*** Begin section ***

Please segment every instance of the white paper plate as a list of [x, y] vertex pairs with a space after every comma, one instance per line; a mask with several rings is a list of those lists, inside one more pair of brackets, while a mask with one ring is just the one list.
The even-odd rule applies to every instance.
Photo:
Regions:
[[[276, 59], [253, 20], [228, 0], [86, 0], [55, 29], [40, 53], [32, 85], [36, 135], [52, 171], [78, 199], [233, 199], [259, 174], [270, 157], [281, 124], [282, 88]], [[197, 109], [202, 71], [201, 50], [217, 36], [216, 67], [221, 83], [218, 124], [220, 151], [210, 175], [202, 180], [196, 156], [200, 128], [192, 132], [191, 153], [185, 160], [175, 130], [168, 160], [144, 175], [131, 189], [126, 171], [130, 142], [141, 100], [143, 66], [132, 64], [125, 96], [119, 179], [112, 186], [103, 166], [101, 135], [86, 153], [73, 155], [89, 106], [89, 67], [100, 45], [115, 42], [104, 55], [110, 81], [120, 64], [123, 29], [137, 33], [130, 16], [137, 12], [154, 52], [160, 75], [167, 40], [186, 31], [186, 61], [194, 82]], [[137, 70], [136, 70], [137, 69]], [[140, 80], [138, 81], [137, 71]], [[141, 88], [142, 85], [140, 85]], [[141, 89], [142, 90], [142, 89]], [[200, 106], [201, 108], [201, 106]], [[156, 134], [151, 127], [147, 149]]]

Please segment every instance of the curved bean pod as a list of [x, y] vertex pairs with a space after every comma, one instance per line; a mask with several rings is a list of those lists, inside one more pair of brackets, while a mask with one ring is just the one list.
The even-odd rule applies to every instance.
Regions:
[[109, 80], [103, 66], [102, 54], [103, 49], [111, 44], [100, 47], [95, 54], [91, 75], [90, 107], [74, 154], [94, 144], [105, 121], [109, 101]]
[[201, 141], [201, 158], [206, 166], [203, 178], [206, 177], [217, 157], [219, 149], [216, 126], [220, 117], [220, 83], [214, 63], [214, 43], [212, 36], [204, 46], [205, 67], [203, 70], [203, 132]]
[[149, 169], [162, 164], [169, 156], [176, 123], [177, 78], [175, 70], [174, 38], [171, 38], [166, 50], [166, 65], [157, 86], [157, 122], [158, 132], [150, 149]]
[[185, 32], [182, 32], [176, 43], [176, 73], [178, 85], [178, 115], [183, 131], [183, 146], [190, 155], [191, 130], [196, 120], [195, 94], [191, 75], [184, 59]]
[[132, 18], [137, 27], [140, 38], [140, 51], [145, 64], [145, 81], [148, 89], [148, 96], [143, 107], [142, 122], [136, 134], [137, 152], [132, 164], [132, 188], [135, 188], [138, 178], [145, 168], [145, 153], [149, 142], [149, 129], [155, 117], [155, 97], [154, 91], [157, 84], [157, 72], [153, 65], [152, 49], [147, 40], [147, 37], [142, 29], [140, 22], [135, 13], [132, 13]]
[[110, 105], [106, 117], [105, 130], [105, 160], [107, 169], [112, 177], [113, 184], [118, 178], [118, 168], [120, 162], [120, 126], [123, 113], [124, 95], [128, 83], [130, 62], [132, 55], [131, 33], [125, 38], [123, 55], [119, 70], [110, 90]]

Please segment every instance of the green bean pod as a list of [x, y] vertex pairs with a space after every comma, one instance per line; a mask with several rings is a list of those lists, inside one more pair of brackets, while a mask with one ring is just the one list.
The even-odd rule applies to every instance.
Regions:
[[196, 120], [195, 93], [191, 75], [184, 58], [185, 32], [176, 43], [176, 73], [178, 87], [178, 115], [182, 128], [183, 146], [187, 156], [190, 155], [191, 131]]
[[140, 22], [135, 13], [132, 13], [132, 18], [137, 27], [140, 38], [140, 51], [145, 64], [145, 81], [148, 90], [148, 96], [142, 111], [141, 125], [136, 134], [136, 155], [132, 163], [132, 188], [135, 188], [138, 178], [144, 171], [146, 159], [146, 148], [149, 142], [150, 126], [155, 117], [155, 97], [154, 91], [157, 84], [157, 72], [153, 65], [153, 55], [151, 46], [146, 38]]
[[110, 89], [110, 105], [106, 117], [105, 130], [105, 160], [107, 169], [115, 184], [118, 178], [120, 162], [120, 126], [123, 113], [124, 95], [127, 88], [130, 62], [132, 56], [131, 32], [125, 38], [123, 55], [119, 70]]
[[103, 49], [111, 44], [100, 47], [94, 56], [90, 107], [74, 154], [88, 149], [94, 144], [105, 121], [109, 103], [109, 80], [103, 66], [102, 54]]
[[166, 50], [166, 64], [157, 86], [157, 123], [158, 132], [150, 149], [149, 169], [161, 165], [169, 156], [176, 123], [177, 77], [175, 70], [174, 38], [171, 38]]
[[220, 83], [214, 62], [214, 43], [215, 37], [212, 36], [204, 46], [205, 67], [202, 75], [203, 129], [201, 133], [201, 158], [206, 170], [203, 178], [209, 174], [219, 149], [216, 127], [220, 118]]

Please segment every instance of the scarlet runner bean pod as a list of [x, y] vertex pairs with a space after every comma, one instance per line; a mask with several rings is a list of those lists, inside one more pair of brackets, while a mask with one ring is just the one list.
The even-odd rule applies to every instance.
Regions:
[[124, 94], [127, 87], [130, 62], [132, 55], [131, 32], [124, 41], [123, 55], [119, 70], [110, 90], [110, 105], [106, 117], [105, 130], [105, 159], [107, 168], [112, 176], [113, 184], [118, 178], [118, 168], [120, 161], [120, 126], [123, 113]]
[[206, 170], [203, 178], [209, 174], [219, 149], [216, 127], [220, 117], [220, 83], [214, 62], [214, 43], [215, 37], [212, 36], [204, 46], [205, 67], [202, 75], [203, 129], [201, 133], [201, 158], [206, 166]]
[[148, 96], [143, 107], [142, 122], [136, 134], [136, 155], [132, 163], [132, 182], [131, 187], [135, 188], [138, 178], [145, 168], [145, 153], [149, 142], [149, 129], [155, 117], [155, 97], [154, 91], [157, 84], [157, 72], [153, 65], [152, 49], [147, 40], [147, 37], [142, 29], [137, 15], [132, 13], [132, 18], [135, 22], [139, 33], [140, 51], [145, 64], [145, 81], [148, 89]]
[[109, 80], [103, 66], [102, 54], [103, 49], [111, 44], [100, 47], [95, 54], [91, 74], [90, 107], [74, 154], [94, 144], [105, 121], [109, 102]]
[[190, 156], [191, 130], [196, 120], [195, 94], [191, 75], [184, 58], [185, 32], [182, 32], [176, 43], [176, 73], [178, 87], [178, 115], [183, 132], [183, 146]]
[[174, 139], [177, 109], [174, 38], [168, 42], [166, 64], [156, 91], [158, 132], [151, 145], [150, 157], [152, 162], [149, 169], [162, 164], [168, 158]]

*** End section ***

> **DESCRIPTION OF THE TASK**: All the material above should be copied word for word.

> **ANSWER TO THE EXERCISE**:
Please segment every instance of the white paper plate as a list of [x, y] vertex pairs with a space after every comma, one instance per line; a mask with several rings is a list of those lists, inside one more pair of brackets, while a mask with one ring is just the one list.
The even-odd rule applies to every instance.
Photo:
Regions:
[[[276, 59], [253, 20], [228, 0], [86, 0], [55, 29], [40, 53], [32, 85], [36, 135], [52, 171], [78, 199], [233, 199], [259, 174], [270, 157], [281, 124], [282, 88]], [[197, 109], [202, 71], [201, 50], [217, 36], [216, 67], [221, 83], [218, 124], [220, 151], [210, 175], [202, 180], [196, 156], [200, 128], [192, 132], [191, 153], [185, 160], [175, 130], [168, 160], [144, 175], [131, 189], [126, 171], [130, 142], [141, 100], [143, 66], [132, 64], [125, 96], [119, 179], [112, 186], [103, 166], [101, 135], [86, 153], [73, 155], [89, 106], [89, 67], [100, 45], [115, 42], [104, 55], [110, 81], [120, 64], [123, 29], [137, 33], [130, 16], [137, 12], [154, 52], [160, 75], [167, 40], [186, 31], [186, 61], [194, 82]], [[137, 70], [136, 70], [137, 69]], [[140, 80], [138, 81], [137, 71]], [[141, 88], [142, 85], [140, 85]], [[141, 89], [142, 90], [142, 89]], [[200, 106], [201, 108], [201, 106]], [[156, 134], [151, 127], [147, 149]]]

Please segment every instance of the curved bean pod as a list of [x, y] vertex pairs with a space after every comma, one instance per line; a mask with several rings is a list of those lists, inside one more pair of brackets, while a mask with one ring is just the one list.
The even-odd rule applies to every instance.
Regions:
[[109, 80], [103, 66], [102, 54], [103, 49], [111, 44], [100, 47], [95, 54], [91, 75], [90, 107], [74, 154], [94, 144], [105, 121], [109, 101]]
[[201, 141], [201, 158], [206, 166], [203, 178], [206, 177], [217, 157], [219, 149], [216, 126], [220, 117], [220, 83], [214, 63], [214, 43], [212, 36], [204, 46], [205, 67], [203, 70], [203, 132]]
[[149, 169], [162, 164], [169, 156], [176, 123], [177, 78], [175, 70], [174, 38], [171, 38], [166, 50], [166, 65], [157, 86], [157, 122], [158, 132], [150, 149]]
[[185, 32], [182, 32], [176, 43], [176, 73], [178, 85], [178, 115], [183, 131], [183, 146], [190, 155], [191, 130], [196, 120], [195, 94], [191, 75], [184, 59]]
[[132, 18], [137, 27], [140, 38], [140, 51], [145, 64], [145, 81], [148, 89], [148, 96], [143, 107], [142, 122], [136, 134], [137, 152], [132, 164], [132, 188], [135, 188], [138, 178], [145, 168], [145, 153], [149, 142], [149, 129], [155, 117], [155, 97], [154, 91], [157, 84], [157, 72], [153, 65], [152, 49], [147, 40], [147, 37], [142, 29], [140, 22], [135, 13], [132, 13]]
[[110, 105], [106, 117], [105, 130], [105, 160], [107, 169], [112, 177], [113, 184], [118, 178], [118, 168], [120, 162], [120, 126], [123, 113], [124, 95], [128, 83], [130, 62], [132, 55], [131, 33], [125, 38], [123, 55], [119, 70], [110, 90]]

Please segment every instance of the green bean pod as a list of [x, y] vertex pairs with a space after every comma, one instance per line; a mask with several rings is a list of those lists, inside one more pair of brackets, while a mask with one ring is just the one list.
The even-odd rule applies to every instance.
Regions:
[[196, 120], [195, 93], [191, 75], [184, 58], [185, 32], [176, 43], [176, 73], [178, 87], [178, 115], [182, 128], [183, 146], [187, 156], [190, 155], [191, 131]]
[[140, 22], [135, 13], [132, 13], [132, 18], [137, 27], [140, 38], [140, 51], [145, 64], [145, 81], [148, 90], [148, 96], [142, 111], [141, 125], [136, 134], [136, 155], [132, 163], [132, 188], [135, 188], [138, 178], [144, 171], [146, 159], [146, 148], [149, 142], [150, 126], [155, 117], [155, 97], [154, 91], [157, 84], [157, 72], [153, 65], [153, 55], [151, 46], [146, 38]]
[[110, 89], [110, 105], [106, 117], [105, 130], [105, 160], [107, 169], [115, 184], [118, 178], [120, 162], [120, 126], [123, 113], [124, 95], [127, 88], [130, 62], [132, 56], [131, 32], [125, 38], [123, 55], [119, 70]]
[[103, 49], [111, 44], [100, 47], [94, 56], [90, 107], [74, 154], [88, 149], [94, 144], [105, 121], [109, 103], [109, 80], [103, 66], [102, 54]]
[[166, 50], [166, 64], [157, 86], [157, 123], [158, 132], [150, 149], [149, 169], [161, 165], [169, 156], [176, 123], [177, 77], [175, 70], [174, 38], [171, 38]]
[[220, 83], [214, 62], [214, 43], [215, 37], [212, 36], [204, 46], [205, 67], [202, 75], [203, 129], [201, 133], [201, 158], [206, 170], [203, 178], [209, 174], [219, 149], [216, 127], [220, 118]]

Please segment every instance of the scarlet runner bean pod as a list of [x, y] vertex pairs with a space after every comma, one instance per line; a mask with several rings is a list of those lists, inside one more pair of brackets, while a mask with one ring is just the one list.
The even-odd rule applies to every instance.
Regions:
[[124, 94], [127, 87], [130, 62], [132, 55], [131, 32], [124, 41], [123, 55], [119, 70], [110, 90], [110, 105], [106, 117], [105, 130], [105, 159], [107, 168], [112, 176], [113, 184], [118, 178], [118, 168], [120, 161], [120, 126], [123, 113]]
[[206, 170], [203, 178], [209, 174], [219, 149], [216, 127], [220, 117], [220, 83], [214, 62], [214, 43], [215, 37], [212, 36], [204, 46], [205, 67], [202, 75], [203, 129], [201, 133], [201, 158], [206, 166]]
[[148, 96], [143, 107], [142, 122], [136, 134], [136, 155], [132, 163], [132, 182], [131, 187], [135, 188], [138, 178], [145, 168], [145, 153], [149, 142], [149, 129], [155, 117], [155, 97], [154, 91], [157, 84], [157, 72], [153, 65], [152, 49], [147, 40], [147, 37], [142, 29], [137, 15], [132, 13], [132, 18], [135, 22], [139, 33], [140, 51], [145, 64], [145, 81], [148, 89]]
[[109, 80], [103, 66], [102, 54], [103, 49], [111, 44], [100, 47], [95, 54], [91, 74], [90, 107], [74, 154], [94, 144], [105, 121], [109, 102]]
[[190, 156], [191, 130], [196, 120], [195, 94], [191, 75], [184, 58], [185, 32], [182, 32], [176, 43], [176, 73], [178, 87], [178, 115], [183, 132], [183, 146]]
[[174, 139], [177, 109], [174, 38], [168, 42], [166, 64], [156, 91], [158, 132], [151, 145], [150, 157], [152, 162], [149, 169], [162, 164], [168, 158]]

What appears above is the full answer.